● 課題内容: 以下にある、戦後の新京での暮らしを綴ったブログ記事を、最初から最後まで一字も変えずに書き写してください。

● 抜粋本文:
☆ ☆ ☆
東京老人Tokyorojin

こごとじじい増山静男のブログです。

戦後一年の暮らし、3

2011年08月18日 09時58分37秒 | Weblog
新京での1年、
政府なし、電気なし、ガスなし、食料なし生活のつづき、

ソ連軍の撤退、国共の戦争のあと、
これがどのくらい続いたのか覚えていないが、

民衆の食料確保の手段など書いてみる、

うちのオヤが作ったのはタバコ巻き機、
たんすを壊して、帯芯などを使い、長さ10センチくらいの機械を作って売った、
当時紙巻タバコはなく、手に入れた葉タバコをコンサイス英語辞書の用紙で巻いてすっていたが、巻きたくなるのが人情だった、それを巻く機械、見本はあったと思うけれども、うまくいっていた、それを露天で売りいくばくかを儲けてシナ人から食料を仕入れるのだ、後に東京でおなじたばこまき機があったが、ずいぶん改良され長さ2センチぐらいになっていた、

友達のM君たちは漬物をつけて売ったそうだ、

M君の家は大きな近代的な住宅で、別棟にボイラー室があり、蒸気を暖房に使っていた、10年ほど前に2家族で新京に行ったら、このうちはまだ使っていた、みせてもらったら、M君は感動していた、まったく改造してない家の主人は昔は日本軍が使っていたんだといっていたが、満州K銀行の社宅だ、

そのような日本人の露天がずらっと並んでいる、当時は珍しいものを持っていたので、シナ人が買いに来る、そのオカネでほそぼそ食べていたのだ、

学校

当時、親和在満国民学校というところに通っていたのだけど、学校の運営はなくなり、ほとんど一年の間学校に行かなかった、21年の春になって、担任の先生の自宅に通い勉強を見てもらうことになった、先生の名前、友達の名前、場所みんな覚えていないけど、あ、友達ヒトリ、長谷川寛治君の名前が出てきた、もしこのホームページを見ていたらうれしい、

子供心に終戦がいかに大きな出来事だったかというと、
それから終戦以前の記憶がまるでなくなったのだ、
すべてがリセットされて、
終戦から人生が始まるようになっていたのだ。
☆ ☆ ☆
● 提供データ:
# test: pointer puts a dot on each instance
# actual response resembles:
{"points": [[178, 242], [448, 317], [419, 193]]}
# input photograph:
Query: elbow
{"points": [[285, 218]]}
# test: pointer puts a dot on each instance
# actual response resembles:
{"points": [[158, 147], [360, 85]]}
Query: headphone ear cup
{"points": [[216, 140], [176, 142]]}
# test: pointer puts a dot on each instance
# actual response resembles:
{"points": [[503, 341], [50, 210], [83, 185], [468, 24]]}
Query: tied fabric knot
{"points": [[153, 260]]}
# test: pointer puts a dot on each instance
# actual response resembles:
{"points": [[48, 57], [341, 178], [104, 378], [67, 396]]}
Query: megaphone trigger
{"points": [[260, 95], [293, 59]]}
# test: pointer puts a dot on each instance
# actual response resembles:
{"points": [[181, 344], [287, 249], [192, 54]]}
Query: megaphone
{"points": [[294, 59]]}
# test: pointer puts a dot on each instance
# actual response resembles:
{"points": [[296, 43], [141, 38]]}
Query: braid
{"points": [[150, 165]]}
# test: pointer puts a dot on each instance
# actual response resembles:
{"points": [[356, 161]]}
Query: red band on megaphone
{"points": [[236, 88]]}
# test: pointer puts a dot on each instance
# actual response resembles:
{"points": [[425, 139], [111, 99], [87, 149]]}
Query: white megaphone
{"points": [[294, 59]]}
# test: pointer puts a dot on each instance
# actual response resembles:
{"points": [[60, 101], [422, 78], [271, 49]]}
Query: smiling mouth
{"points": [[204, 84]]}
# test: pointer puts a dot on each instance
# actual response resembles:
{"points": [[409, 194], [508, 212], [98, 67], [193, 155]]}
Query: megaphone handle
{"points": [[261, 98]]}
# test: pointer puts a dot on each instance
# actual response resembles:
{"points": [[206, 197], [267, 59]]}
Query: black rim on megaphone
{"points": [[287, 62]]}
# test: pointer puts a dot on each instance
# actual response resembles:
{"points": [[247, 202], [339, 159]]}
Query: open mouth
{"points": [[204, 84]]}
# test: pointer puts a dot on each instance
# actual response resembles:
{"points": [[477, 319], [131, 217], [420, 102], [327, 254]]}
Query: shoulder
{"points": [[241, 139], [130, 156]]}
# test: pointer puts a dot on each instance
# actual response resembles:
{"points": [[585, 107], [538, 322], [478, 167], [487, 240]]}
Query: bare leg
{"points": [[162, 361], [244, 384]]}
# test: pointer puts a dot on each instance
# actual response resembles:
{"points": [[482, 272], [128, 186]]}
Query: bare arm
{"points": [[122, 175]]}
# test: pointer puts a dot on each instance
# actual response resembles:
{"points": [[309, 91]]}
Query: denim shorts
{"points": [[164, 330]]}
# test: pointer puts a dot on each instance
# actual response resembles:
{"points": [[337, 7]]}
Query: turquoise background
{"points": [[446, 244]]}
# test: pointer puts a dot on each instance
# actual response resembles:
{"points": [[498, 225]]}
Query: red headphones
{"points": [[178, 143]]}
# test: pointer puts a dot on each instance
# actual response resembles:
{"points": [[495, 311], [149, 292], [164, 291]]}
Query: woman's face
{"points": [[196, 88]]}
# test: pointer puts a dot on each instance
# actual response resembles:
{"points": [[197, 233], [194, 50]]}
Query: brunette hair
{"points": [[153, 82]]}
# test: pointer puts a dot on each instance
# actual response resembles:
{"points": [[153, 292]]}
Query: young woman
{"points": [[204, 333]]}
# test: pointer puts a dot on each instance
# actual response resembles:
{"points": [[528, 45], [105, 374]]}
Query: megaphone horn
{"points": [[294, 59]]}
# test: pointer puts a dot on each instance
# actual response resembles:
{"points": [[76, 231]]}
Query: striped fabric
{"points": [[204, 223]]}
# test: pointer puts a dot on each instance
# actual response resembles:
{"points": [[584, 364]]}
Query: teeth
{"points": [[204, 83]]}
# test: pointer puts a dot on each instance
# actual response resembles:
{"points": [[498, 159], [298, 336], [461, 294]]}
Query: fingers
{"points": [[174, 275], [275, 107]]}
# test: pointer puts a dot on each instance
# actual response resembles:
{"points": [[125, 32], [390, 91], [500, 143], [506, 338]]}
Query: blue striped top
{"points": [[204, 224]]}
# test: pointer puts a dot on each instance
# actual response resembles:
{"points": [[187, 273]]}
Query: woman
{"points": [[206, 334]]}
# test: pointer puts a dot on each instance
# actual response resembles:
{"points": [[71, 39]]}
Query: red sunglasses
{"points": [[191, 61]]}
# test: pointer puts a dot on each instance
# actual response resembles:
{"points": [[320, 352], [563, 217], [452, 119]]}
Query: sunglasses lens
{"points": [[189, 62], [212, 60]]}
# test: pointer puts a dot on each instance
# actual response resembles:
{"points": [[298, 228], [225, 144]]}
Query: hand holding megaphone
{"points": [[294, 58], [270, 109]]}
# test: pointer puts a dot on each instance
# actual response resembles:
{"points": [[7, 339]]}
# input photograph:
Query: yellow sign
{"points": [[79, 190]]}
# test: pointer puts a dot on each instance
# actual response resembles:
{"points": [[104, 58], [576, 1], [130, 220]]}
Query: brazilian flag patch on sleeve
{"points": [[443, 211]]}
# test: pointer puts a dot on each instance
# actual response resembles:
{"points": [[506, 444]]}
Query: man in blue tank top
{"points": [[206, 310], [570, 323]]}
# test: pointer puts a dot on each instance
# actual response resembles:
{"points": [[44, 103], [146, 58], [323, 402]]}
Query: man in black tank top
☆ ☆ ☆
● 正しい出力:
東京老人Tokyorojin

こごとじじい増山静男のブログです。

戦後一年の暮らし、3

2011年08月18日 09時58分37秒 | Weblog
新京での1年、
政府なし、電気なし、ガスなし、食料なし生活のつづき、

ソ連軍の撤退、国共の戦争のあと、
これがどのくらい続いたのか覚えていないが、

民衆の食料確保の手段など書いてみる、

うちのオヤが作ったのはタバコ巻き機、
たんすを壊して、帯芯などを使い、長さ10センチくらいの機械を作って売った、
当時紙巻タバコはなく、手に入れた葉タバコをコンサイス英語辞書の用紙で巻いてすっていたが、巻きたくなるのが人情だった、それを巻く機械、見本はあったと思うけれども、うまくいっていた、それを露天で売りいくばくかを儲けてシナ人から食料を仕入れるのだ、後に東京でおなじたばこまき機があったが、ずいぶん改良され長さ2センチぐらいになっていた、

友達のM君たちは漬物をつけて売ったそうだ、

M君の家は大きな近代的な住宅で、別棟にボイラー室があり、蒸気を暖房に使っていた、10年ほど前に2家族で新京に行ったら、このうちはまだ使っていた、みせてもらったら、M君は感動していた、まったく改造してない家の主人は昔は日本軍が使っていたんだといっていたが、満州K銀行の社宅だ、

そのような日本人の露天がずらっと並んでいる、当時は珍しいものを持っていたので、シナ人が買いに来る、そのオカネでほそぼそ食べていたのだ、

学校

当時、親和在満国民学校というところに通っていたのだけど、学校の運営はなくなり、ほとんど一年の間学校に行かなかった、21年の春になって、担任の先生の自宅に通い勉強を見てもらうことになった、先生の名前、友達の名前、場所みんな覚えていないけど、あ、友達ヒトリ、長谷川寛治君の名前が出てきた、もしこのホームページを見ていたらうれしい、

子供心に終戦がいかに大きな出来事だったかというと、
それから終戦以前の記憶がまるでなくなったのだ、
すべてがリセットされて、
終戦から人生が始まるようになっていたのだ。